──────── Trecho para leitura
Havana, 19 Mar 2019 (AFP) - São críticos, irreverentes, mas não necessariamente opositores. E, com internet nos celulares, os mesmos saem em ajuda de necessitados que encaram alguma autoridade. Em Cuba, uma nova sociedade civil emerge em uma ilha acostumada com a unanimidade.

Com a estratégia do "voto unido", o líder da Revolução de 1959, Fidel Castro, enfrentou o inimigo imperialista. Assim, conseguiu 97,7% de apoio para a Constituição de 1976, e 99,3%, para a reforma que tornou o socialismo "irrevogável".

Os tempos mudam, porém, e economia se abre. A Internet, que não está disponível na maioria das casas, chegou em dezembro aos celulares com o 3G, e o 4G está em teste.

O presidente Miguel Díaz-Canel, de 58 anos, que assumiu há quase um ano, não tem a autoridade histórica de seus antecessores Fidel e Raúl, irmão do "comandante". Em contrapartida, está em permanente contato com a população e lidera a presença de seus funcionários no Twitter, promovendo a aproximação e a divulgação de informações sobre todas as atividades oficiais.
────────────────
──────── Material de origem
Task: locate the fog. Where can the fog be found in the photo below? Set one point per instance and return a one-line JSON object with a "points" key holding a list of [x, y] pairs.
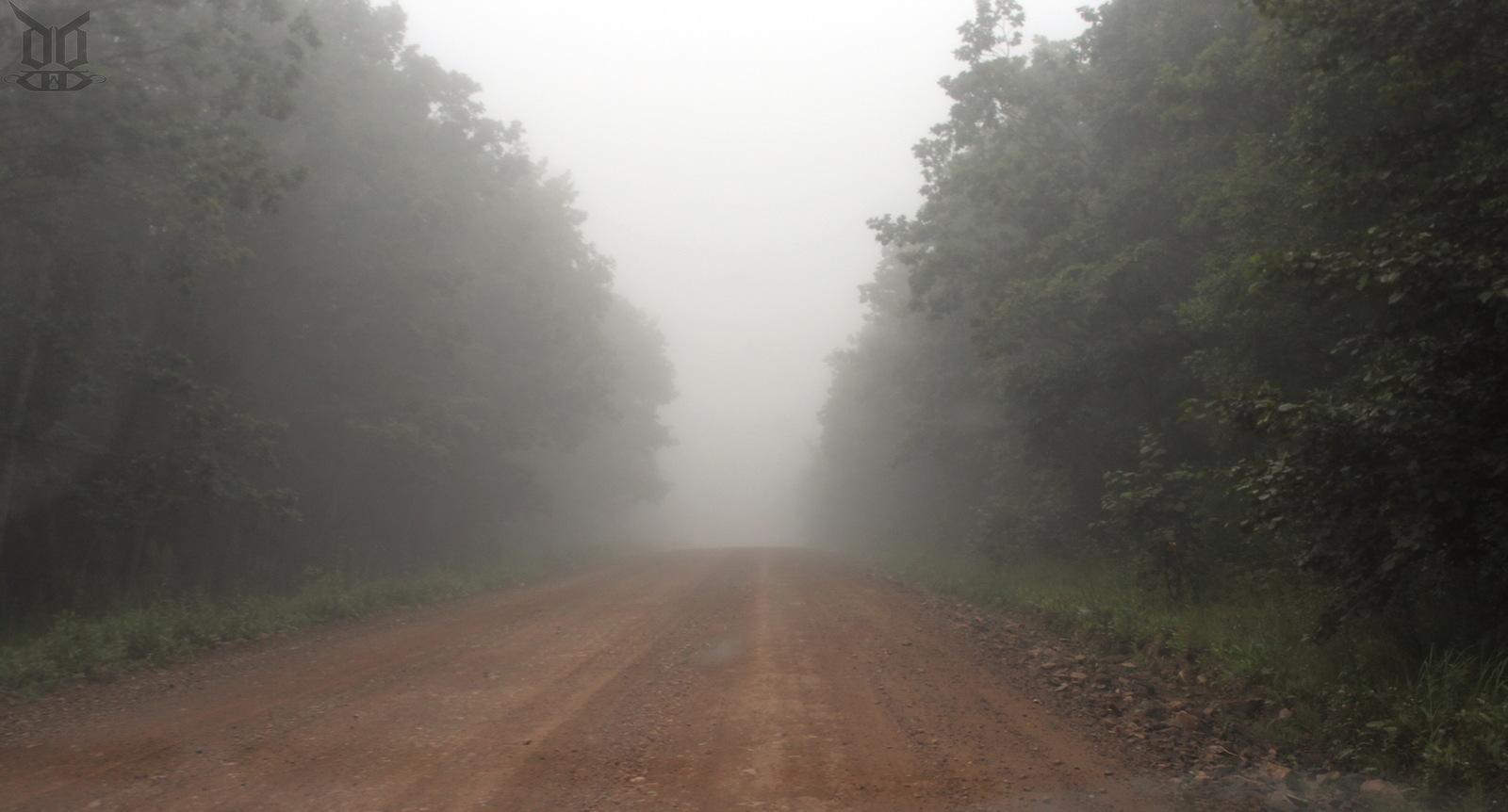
{"points": [[728, 158]]}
────────────────
* O que fazer *
a) Extraia do texto sobre a sociedade civil em Cuba o trecho que começa em "Os tempos mudam, porém, e" e termina em "está em teste.".
b) Responda com base no texto sobre a sociedade civil em Cuba:
(i) Que percentual de apoio a Constituição de 1976 obteve?
(ii) Em que mês a internet chegou aos celulares, e com qual tecnologia?
(iii) Qual é a idade do presidente Miguel Díaz-Canel?
c) Segundo o texto sobre a sociedade civil em Cuba, a que se deve o alto apoio que Fidel Castro conseguiu nas votações mencionadas? Explique em até três frases.

* Lista de soluções *
a)
Os tempos mudam, porém, e economia se abre. A Internet, que não está disponível na maioria das casas, chegou em dezembro aos celulares com o 3G, e o 4G está em teste.

b)
(i) A Constituição de 1976 obteve 97,7% de apoio.
(ii) A internet chegou aos celulares em dezembro, com o 3G.
(iii) O presidente Miguel Díaz-Canel tem 58 anos.

c) O alto apoio se deve à estratégia do "voto unido", com a qual Fidel Castro enfrentou o inimigo imperialista. Assim, ele conseguiu 97,7% de apoio para a Constituição de 1976 e 99,3% para a reforma que tornou o socialismo "irrevogável".